--- start Supplied records ---

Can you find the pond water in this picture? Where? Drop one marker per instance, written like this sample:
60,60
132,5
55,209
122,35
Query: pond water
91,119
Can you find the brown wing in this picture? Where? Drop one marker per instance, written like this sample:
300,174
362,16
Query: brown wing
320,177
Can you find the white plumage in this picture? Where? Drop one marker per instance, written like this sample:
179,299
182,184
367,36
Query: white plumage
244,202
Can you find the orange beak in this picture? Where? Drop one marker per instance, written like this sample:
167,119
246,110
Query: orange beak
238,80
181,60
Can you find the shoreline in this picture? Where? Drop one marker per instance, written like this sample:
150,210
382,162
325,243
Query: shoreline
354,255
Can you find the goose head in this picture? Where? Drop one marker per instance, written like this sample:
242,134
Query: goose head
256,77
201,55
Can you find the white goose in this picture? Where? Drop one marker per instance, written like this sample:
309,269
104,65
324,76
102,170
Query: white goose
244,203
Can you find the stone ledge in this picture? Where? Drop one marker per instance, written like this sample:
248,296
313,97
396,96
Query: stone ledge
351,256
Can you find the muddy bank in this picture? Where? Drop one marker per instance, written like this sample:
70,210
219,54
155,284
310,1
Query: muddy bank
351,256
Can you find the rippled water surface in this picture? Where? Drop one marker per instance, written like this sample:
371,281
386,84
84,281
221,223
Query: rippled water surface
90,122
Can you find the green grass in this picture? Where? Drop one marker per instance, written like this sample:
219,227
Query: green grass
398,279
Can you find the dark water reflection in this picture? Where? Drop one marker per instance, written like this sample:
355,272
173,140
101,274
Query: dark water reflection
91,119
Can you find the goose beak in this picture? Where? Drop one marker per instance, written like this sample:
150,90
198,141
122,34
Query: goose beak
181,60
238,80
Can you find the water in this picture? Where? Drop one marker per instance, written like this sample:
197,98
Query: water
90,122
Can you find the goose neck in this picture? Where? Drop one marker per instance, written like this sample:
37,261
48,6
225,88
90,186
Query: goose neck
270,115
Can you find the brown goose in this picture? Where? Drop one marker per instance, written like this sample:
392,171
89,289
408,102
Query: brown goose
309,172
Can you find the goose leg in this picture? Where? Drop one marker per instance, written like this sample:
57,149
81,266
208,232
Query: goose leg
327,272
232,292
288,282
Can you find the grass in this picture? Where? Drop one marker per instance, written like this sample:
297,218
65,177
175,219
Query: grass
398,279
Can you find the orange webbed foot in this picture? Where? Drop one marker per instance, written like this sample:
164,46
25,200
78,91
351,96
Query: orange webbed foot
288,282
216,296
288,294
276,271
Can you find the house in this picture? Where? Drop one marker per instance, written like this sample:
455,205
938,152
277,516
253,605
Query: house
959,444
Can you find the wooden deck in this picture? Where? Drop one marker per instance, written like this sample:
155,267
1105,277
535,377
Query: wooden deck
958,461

--- end Supplied records ---

> _Exercise instructions_:
Please set down each line of the records exactly as given.

> _Exercise output_:
Can you find the pond water in this picture? Where? Drop one marker per instance, written like this sample:
60,60
132,5
55,209
122,35
Query: pond water
91,119
Can you find the brown wing in this picture? Where? Drop one marker per instance, written like this sample:
300,174
362,16
Query: brown wing
320,177
Can you find the white plumage in this picture? Where? Drop one marker per instance, written like this sample:
179,299
182,184
367,36
Query: white plumage
244,202
Can you find the orange beak in this picture? Where? Drop one marker per instance, written like this sample:
167,119
246,110
Query: orange beak
238,80
181,60
Can you find the shoreline in this picture? Where? Drop one marker per instance, written like this sample:
150,210
382,162
325,243
Query: shoreline
354,255
Can you find the goose head in this picture? Where? Drop one marker per instance, written like this sample:
242,134
Query: goose head
256,77
201,55
Can you find the white goose in this picture? Where? Drop one marker per instance, written like this sample:
309,269
104,65
324,76
102,170
Query: white goose
244,203
Can you find the stone ledge in this picture? Where? Drop one marker per instance, written like this sample:
248,296
313,97
396,96
Query: stone ledge
351,256
Can you find the muddy bank in this picture? Where? Drop one marker per instance, written like this sample:
70,210
219,54
155,284
310,1
Query: muddy bank
351,256
Can you find the rippled water surface in this picture? Where? Drop one marker per instance, written like this sample:
371,281
386,84
84,281
221,223
Query: rippled water surface
90,122
Can you find the green grass in this picture? Where? Drop one marker per instance, written like this sample:
219,227
Query: green grass
398,279
Can you find the dark water reflection in this picture? Where? Drop one marker per instance, written like this sample:
355,272
173,140
101,274
Query: dark water reflection
91,119
Can you find the goose beak in this picture? Where? Drop one marker per instance, written like this sample:
150,90
198,141
122,34
Query: goose beak
181,60
238,80
Can you find the water in this picture? Where? Drop one marker per instance, written like this sample:
197,98
Query: water
90,122
Can you find the goose neck in this picture? Where? Drop one marker per instance, written like this sample:
37,261
48,6
225,88
90,186
Query: goose neck
270,115
Can you find the brown goose in this picture? Where? Drop one marker per instance, written like this sample:
392,171
89,289
408,102
Query: brown goose
309,172
Can you find the goose leg in this picture? Where? Drop one marker per instance, written like this sample:
57,149
81,266
208,232
Query: goose leg
327,272
232,292
288,282
Can you find the grass in this picture? Where? Drop one marker per instance, written like this sample:
297,218
65,177
175,219
Query: grass
398,279
Can you find the orange webbed foot in this picture? Where? Drop one marker per instance, written like this sample:
164,46
25,200
78,91
351,96
Query: orange webbed foot
288,282
216,296
288,294
276,271
Can you find the house in this picture? Where? Drop one marker per instance, written like this sample:
455,205
938,152
277,516
253,605
Query: house
959,444
Can you find the wooden deck in this picture? Where? Drop one marker per instance, written like this sample:
155,267
1105,277
535,377
Query: wooden deck
958,461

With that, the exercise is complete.